## Task goal
Reproduce all entries word for word.

▶

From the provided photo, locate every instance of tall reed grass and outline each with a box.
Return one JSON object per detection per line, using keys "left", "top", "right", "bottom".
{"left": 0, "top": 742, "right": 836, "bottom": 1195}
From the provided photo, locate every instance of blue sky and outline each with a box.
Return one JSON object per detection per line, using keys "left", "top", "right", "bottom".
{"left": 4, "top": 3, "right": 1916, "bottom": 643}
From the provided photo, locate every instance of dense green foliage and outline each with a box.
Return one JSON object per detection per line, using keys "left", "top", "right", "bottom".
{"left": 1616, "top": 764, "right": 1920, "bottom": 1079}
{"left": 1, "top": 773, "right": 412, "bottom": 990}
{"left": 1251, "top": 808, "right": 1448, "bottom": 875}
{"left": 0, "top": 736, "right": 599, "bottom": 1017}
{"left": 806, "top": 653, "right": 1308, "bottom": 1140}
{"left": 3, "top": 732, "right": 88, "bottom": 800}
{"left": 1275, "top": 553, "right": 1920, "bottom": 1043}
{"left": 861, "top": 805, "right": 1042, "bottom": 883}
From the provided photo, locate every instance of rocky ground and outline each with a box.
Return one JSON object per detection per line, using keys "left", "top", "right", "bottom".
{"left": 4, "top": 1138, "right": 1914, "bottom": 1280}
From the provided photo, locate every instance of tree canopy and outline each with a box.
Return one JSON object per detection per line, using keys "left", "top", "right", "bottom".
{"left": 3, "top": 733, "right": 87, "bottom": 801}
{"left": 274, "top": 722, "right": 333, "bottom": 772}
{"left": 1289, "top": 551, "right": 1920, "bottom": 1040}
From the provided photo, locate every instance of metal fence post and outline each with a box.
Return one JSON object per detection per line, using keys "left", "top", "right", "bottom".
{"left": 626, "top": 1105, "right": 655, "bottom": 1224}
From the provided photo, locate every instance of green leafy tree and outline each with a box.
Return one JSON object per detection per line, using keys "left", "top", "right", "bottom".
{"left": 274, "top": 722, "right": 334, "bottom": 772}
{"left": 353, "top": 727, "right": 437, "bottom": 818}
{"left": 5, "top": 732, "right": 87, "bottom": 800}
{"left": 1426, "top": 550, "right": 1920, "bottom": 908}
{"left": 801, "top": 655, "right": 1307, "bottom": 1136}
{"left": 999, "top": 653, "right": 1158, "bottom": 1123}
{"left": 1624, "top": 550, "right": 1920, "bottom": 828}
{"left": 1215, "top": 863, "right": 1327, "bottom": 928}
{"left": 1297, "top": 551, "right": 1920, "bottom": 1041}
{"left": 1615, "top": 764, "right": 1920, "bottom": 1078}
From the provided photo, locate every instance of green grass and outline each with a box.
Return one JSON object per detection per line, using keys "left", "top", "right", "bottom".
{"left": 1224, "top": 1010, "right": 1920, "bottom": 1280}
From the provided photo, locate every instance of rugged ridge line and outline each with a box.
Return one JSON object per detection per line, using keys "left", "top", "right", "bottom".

◀

## Answer section
From the provided photo, locate every instance of tall reed grass and outline each with a box.
Return one JSON object per detection per line, using keys "left", "top", "right", "bottom".
{"left": 0, "top": 742, "right": 836, "bottom": 1195}
From the provided photo, locate every instance of blue sky and outline each with a box.
Return one JSON object per detection per line, using keys "left", "top", "right", "bottom".
{"left": 4, "top": 3, "right": 1916, "bottom": 643}
From the provided photo, locate every instance of dense green foliage and outline each with a box.
Return one JSON object per detection per line, using keys "left", "top", "right", "bottom".
{"left": 1616, "top": 764, "right": 1920, "bottom": 1079}
{"left": 1, "top": 773, "right": 412, "bottom": 990}
{"left": 1251, "top": 808, "right": 1448, "bottom": 875}
{"left": 0, "top": 736, "right": 599, "bottom": 1017}
{"left": 806, "top": 653, "right": 1308, "bottom": 1140}
{"left": 3, "top": 732, "right": 88, "bottom": 800}
{"left": 1275, "top": 553, "right": 1920, "bottom": 1043}
{"left": 861, "top": 805, "right": 1042, "bottom": 883}
From the provided photo, locate every instance of rocky ground and outline each with a box.
Return one JSON object per detection per line, using keys "left", "top", "right", "bottom".
{"left": 4, "top": 1138, "right": 1914, "bottom": 1280}
From the provided photo, locate every instance of tree canopy and outline each with a box.
Return one JSON object per detection per line, using keys "left", "top", "right", "bottom".
{"left": 3, "top": 733, "right": 87, "bottom": 801}
{"left": 274, "top": 722, "right": 333, "bottom": 772}
{"left": 1289, "top": 551, "right": 1920, "bottom": 1040}
From the provided photo, locate every instance of metal fence post and outline each with a box.
Return one JSON object per detection per line, using keys "left", "top", "right", "bottom".
{"left": 626, "top": 1105, "right": 655, "bottom": 1224}
From the provided photo, locate every instance of green leafy tree and outline each with a box.
Return one JSON object per detection per line, using keys "left", "top", "right", "bottom".
{"left": 274, "top": 722, "right": 334, "bottom": 772}
{"left": 353, "top": 727, "right": 437, "bottom": 818}
{"left": 5, "top": 732, "right": 87, "bottom": 800}
{"left": 1426, "top": 550, "right": 1920, "bottom": 908}
{"left": 801, "top": 655, "right": 1307, "bottom": 1136}
{"left": 999, "top": 653, "right": 1158, "bottom": 1123}
{"left": 1624, "top": 550, "right": 1920, "bottom": 828}
{"left": 1215, "top": 863, "right": 1327, "bottom": 928}
{"left": 1297, "top": 551, "right": 1920, "bottom": 1041}
{"left": 1615, "top": 764, "right": 1920, "bottom": 1078}
From the provided photo, locate every instance of green grass and outline each with a box.
Return one JSON object per detection per line, using keys "left", "top", "right", "bottom".
{"left": 1224, "top": 1010, "right": 1920, "bottom": 1280}
From the provided photo, locate every instance of rugged ridge line and outline each with a box.
Return one JSON object per detection per line, using keys "left", "top", "right", "bottom".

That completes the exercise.